- _Problem requirements_
Look through the lines below and copy each one that includes "every".

- _Records supplied_
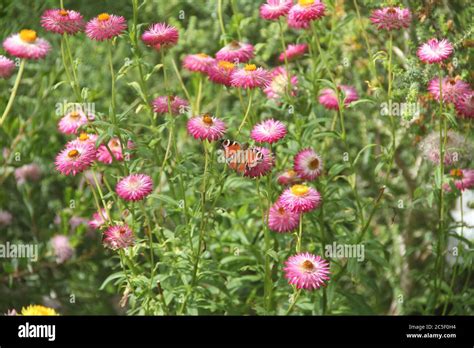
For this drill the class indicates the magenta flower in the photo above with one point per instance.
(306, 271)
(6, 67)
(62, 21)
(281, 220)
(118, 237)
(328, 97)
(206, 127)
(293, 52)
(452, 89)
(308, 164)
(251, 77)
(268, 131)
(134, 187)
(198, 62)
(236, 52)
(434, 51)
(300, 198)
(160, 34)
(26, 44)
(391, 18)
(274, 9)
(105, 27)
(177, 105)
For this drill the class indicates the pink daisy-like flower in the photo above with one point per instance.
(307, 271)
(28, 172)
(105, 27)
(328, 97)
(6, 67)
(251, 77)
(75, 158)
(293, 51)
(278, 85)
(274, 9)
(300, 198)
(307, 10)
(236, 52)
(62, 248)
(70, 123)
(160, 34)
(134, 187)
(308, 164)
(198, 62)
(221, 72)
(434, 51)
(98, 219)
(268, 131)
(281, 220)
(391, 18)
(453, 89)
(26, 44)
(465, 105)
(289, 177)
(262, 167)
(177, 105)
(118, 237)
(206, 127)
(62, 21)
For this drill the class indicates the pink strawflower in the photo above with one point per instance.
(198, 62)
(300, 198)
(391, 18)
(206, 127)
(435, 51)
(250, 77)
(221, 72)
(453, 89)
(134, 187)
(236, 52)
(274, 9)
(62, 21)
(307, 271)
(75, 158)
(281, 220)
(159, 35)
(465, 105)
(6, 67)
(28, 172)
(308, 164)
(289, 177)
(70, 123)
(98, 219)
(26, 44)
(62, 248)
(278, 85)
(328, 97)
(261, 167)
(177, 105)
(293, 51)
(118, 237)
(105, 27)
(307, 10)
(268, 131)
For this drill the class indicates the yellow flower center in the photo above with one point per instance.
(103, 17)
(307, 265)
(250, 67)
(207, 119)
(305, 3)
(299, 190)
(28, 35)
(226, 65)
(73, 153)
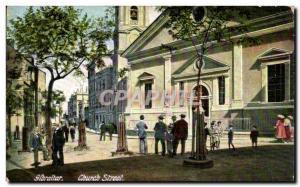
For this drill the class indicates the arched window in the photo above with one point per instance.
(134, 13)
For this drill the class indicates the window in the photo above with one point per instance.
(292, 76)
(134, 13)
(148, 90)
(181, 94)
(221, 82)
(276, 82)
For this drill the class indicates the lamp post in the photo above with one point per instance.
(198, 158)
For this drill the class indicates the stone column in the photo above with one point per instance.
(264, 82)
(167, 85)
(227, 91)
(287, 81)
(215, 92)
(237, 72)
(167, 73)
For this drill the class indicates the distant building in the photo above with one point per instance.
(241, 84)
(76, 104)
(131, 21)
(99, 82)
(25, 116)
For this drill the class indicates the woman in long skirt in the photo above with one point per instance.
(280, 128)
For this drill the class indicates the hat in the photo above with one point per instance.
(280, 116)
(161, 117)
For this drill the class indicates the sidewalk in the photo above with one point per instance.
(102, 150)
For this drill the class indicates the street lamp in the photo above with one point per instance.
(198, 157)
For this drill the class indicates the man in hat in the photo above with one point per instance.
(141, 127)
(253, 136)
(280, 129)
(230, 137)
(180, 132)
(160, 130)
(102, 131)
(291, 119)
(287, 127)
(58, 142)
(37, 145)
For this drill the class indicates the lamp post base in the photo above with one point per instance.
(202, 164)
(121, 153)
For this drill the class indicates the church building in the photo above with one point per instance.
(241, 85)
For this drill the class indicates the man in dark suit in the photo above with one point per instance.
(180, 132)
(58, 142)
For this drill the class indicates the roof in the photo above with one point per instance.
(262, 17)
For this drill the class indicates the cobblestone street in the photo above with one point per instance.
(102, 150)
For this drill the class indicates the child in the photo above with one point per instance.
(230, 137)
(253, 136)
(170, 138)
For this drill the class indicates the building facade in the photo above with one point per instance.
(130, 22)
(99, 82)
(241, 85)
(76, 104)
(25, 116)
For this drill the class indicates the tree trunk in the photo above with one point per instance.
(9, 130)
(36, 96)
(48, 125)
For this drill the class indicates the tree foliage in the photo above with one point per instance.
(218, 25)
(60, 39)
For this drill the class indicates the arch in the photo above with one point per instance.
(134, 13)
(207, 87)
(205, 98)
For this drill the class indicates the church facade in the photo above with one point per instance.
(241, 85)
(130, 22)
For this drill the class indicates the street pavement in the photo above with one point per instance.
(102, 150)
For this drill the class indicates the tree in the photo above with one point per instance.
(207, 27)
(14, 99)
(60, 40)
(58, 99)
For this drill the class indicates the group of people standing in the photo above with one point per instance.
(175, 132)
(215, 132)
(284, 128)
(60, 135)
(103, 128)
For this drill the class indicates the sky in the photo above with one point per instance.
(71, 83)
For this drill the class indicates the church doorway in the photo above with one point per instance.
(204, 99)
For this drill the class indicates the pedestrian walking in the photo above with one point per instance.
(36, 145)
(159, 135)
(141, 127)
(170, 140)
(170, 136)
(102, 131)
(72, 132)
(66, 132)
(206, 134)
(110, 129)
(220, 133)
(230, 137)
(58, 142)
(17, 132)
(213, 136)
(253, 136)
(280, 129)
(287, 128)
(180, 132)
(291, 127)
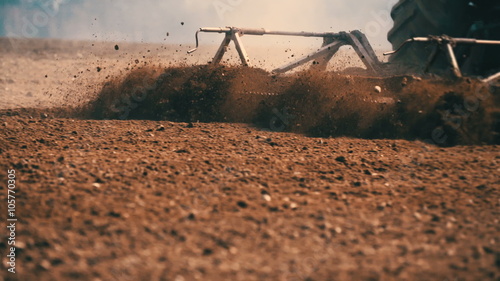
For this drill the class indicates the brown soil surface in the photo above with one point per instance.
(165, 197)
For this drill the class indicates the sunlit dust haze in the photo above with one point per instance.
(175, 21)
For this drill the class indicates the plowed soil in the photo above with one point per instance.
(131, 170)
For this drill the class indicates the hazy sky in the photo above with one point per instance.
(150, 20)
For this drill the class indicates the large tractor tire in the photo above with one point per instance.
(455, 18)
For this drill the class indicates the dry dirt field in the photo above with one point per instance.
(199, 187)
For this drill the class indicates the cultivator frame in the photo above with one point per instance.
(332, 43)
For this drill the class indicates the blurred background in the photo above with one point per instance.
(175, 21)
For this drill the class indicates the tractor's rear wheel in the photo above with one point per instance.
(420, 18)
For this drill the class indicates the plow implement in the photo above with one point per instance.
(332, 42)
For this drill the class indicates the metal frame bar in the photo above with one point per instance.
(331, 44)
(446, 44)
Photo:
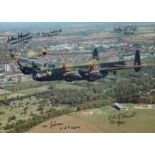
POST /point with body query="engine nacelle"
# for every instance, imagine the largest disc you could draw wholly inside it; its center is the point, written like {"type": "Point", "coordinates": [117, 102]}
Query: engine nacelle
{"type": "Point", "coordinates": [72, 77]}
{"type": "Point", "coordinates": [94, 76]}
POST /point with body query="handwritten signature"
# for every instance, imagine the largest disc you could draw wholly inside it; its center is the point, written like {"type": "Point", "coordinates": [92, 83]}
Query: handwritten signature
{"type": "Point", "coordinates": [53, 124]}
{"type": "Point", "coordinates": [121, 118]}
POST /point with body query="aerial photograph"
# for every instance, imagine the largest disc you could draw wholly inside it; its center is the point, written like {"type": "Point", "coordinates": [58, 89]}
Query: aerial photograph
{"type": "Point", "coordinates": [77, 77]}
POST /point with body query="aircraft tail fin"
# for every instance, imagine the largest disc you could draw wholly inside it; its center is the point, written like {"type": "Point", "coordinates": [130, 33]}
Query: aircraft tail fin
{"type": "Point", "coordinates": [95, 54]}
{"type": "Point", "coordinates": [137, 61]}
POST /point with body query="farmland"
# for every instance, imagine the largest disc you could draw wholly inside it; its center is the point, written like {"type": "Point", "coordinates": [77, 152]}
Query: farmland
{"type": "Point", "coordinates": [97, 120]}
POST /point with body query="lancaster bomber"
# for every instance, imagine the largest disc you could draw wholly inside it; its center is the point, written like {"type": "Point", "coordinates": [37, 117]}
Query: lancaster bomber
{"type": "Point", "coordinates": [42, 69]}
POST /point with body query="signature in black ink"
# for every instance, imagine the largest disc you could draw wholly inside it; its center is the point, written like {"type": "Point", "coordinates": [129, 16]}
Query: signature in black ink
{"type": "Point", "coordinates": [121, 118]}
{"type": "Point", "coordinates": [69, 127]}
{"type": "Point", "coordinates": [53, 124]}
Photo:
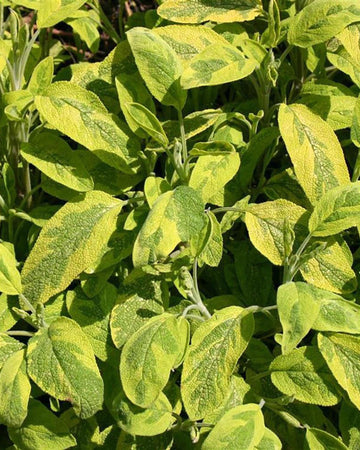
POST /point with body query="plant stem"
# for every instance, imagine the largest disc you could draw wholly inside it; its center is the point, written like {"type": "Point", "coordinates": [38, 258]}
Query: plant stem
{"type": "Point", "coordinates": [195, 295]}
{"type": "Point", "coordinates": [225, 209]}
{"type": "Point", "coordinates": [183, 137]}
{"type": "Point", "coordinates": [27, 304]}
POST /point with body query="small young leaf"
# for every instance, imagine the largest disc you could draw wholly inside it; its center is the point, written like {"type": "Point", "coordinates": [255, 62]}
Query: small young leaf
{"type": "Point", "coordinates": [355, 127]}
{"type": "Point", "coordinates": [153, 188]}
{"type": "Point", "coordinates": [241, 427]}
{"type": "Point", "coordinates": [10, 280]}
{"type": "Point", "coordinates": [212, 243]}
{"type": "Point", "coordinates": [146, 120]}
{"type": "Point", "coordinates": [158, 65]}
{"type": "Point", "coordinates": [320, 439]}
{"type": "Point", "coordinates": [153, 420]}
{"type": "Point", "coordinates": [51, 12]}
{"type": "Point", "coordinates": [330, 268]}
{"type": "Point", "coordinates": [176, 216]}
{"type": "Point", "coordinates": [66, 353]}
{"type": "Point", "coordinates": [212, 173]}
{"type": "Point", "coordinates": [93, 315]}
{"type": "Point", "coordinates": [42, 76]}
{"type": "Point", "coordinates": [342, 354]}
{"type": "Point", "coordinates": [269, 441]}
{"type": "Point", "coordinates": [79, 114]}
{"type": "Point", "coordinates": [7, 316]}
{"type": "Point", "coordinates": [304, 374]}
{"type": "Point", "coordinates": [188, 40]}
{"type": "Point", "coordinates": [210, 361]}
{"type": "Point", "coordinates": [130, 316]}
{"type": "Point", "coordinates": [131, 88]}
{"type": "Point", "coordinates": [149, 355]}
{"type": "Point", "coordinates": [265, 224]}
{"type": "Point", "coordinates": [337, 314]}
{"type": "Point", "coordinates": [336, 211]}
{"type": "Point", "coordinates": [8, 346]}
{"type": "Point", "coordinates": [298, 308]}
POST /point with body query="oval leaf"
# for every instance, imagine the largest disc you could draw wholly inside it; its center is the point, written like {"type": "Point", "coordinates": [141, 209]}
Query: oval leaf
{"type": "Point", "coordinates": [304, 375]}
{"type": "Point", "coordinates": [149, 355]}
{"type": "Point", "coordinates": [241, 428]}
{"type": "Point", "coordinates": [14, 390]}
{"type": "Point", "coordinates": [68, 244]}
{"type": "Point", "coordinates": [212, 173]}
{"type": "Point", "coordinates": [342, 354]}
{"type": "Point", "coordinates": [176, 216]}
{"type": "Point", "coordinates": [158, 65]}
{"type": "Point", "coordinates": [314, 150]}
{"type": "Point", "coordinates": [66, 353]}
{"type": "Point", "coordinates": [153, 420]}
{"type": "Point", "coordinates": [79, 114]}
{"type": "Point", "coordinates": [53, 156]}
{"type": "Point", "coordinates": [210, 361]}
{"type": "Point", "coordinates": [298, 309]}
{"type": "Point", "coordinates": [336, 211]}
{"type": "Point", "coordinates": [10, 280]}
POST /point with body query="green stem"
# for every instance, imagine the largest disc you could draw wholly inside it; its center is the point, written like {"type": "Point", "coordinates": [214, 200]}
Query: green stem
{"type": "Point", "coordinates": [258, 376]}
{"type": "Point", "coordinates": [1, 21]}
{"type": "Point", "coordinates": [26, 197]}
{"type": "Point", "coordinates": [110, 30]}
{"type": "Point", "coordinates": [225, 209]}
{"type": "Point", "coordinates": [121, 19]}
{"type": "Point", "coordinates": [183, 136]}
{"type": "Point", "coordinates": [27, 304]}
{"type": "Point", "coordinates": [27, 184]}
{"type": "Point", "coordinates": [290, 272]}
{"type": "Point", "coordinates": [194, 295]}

- _Response to this task_
# for every instance, imagine the largest disc you could draw wholly inside it; its center is the point, written like {"type": "Point", "coordinates": [117, 102]}
# for every instance, imagine the largest disc you could draw wholly inside it; its center is the point, written like {"type": "Point", "coordinates": [92, 83]}
# for every instance, imagine the largest disc you could draw wholly inside it; its center is the point, written like {"type": "Point", "coordinates": [58, 89]}
# for every instance, imagine the largest disc you could draw wholly inside it; its center is the point, written like {"type": "Point", "coordinates": [130, 33]}
# for every instance, imagine the largest disc you could draw wholly inside it; its center is the point, written like {"type": "Point", "coordinates": [77, 152]}
# for every instance, imagine the largest disc you could draw wholly inside it; its center is the point, written like {"type": "Point", "coordinates": [37, 117]}
# for every instance, imagine the largest disc you could draw wholly inside it; its center is the point, written like {"type": "Point", "coordinates": [129, 16]}
# for every instance, imagine the largest disc you could draw wholly inside it; its center is the point, written like {"type": "Point", "coordinates": [38, 258]}
# for every instance, imagine the largest disc you could draw wholly inside it; its center is the point, written like {"type": "Point", "coordinates": [255, 62]}
# for every instance, imagine the largest disc you could draw wholly inside it; its center is the point, written like {"type": "Point", "coordinates": [141, 209]}
# for every instance, imagine the largest disc you could draw wholly inside it; its center is the point, written like {"type": "Point", "coordinates": [214, 200]}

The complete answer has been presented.